Return everything from the start of the rows down through the line containing "rough mask: <svg", copying each line unchanged.

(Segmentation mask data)
* * *

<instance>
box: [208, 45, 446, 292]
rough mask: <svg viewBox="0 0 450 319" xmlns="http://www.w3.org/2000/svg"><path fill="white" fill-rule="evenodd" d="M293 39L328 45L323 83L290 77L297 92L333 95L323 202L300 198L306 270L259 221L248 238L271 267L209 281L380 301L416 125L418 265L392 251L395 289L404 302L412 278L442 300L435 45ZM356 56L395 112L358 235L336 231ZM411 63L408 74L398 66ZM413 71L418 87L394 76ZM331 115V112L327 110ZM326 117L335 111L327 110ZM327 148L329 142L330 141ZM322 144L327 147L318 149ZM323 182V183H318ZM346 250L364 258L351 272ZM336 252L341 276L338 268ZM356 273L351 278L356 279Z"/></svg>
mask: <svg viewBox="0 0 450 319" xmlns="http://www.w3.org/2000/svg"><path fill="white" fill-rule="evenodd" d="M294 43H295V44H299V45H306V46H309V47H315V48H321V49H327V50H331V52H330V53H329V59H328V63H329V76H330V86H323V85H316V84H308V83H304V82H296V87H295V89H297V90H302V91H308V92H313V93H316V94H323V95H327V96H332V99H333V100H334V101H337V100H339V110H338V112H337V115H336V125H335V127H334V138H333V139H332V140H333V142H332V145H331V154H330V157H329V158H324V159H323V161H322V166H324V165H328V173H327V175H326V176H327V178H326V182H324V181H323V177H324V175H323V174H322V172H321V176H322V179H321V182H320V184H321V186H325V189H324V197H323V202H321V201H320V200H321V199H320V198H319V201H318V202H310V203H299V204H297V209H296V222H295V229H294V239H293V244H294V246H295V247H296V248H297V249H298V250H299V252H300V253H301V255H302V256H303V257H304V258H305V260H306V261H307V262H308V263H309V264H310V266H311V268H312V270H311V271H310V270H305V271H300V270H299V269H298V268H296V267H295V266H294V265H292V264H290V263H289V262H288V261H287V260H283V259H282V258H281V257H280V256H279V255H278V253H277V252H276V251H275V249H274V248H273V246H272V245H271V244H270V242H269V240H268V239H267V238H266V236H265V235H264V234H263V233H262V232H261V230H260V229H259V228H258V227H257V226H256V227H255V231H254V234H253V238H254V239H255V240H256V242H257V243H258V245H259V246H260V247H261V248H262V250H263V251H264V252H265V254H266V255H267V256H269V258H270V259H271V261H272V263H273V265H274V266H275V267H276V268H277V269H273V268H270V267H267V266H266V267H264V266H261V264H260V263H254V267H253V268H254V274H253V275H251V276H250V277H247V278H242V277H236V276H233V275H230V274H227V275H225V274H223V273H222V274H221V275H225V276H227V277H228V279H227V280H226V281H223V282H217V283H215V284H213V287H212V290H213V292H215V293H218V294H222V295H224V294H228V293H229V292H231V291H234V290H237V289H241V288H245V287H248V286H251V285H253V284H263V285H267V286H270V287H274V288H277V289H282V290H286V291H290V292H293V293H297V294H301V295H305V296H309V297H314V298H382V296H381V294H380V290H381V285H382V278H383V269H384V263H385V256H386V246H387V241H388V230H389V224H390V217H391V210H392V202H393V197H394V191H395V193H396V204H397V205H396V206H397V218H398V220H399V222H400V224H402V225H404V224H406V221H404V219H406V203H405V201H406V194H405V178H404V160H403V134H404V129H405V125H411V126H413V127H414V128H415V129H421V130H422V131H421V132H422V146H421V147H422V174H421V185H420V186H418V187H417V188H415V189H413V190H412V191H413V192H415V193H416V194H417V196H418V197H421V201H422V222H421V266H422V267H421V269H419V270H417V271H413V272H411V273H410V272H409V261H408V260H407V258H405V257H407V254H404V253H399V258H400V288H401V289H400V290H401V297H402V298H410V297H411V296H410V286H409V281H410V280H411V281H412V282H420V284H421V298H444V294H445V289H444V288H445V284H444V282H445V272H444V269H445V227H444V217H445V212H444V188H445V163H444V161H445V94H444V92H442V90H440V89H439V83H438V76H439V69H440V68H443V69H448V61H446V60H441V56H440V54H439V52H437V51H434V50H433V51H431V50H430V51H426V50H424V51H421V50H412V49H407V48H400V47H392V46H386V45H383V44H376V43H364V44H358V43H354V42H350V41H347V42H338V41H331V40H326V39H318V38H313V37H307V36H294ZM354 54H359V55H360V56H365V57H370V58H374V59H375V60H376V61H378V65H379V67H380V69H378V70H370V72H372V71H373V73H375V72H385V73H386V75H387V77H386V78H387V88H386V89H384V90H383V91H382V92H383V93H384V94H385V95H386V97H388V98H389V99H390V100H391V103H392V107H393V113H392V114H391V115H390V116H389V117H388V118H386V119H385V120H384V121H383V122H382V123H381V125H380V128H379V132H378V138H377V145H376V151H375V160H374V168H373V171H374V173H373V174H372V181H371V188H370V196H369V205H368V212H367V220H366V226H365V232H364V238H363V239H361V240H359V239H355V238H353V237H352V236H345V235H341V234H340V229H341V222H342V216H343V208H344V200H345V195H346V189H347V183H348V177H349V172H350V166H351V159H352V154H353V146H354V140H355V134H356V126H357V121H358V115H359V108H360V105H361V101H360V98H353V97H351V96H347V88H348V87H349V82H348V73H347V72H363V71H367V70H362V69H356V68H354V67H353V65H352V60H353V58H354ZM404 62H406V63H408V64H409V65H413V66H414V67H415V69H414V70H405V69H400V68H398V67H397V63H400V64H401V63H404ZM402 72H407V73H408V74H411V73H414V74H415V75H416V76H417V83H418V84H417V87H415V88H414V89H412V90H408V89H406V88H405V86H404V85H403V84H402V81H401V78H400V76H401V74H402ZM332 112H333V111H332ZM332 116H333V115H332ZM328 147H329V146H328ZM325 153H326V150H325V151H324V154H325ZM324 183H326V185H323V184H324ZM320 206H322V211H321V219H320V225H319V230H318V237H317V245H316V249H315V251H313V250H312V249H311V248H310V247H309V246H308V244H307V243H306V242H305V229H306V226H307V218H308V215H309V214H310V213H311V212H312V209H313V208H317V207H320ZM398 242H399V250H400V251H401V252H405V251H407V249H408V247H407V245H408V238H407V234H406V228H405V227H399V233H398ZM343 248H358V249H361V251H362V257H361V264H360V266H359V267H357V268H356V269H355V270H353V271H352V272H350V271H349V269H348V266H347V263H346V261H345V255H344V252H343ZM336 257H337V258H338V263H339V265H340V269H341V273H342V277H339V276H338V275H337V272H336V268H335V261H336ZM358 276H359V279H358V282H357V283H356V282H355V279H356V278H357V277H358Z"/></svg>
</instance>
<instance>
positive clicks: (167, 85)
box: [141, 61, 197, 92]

* * *

◆ Finished task ◆
<instance>
box: [208, 45, 446, 292]
rough mask: <svg viewBox="0 0 450 319" xmlns="http://www.w3.org/2000/svg"><path fill="white" fill-rule="evenodd" d="M293 39L328 45L323 83L290 77L297 92L333 95L323 202L300 198L306 270L259 221L248 238L271 267L209 281L380 301L416 125L418 265L392 251L395 289L404 302L412 278L442 300L435 45ZM356 56L395 112L358 235L336 231ZM411 63L408 74L398 66ZM413 71L418 87L394 76ZM331 115V112L327 110ZM326 117L335 111L327 110ZM327 148L329 142L330 141ZM322 144L327 147L318 149ZM323 182V183H318ZM346 250L364 258L351 272ZM336 252L341 276L338 268ZM356 273L351 278L356 279Z"/></svg>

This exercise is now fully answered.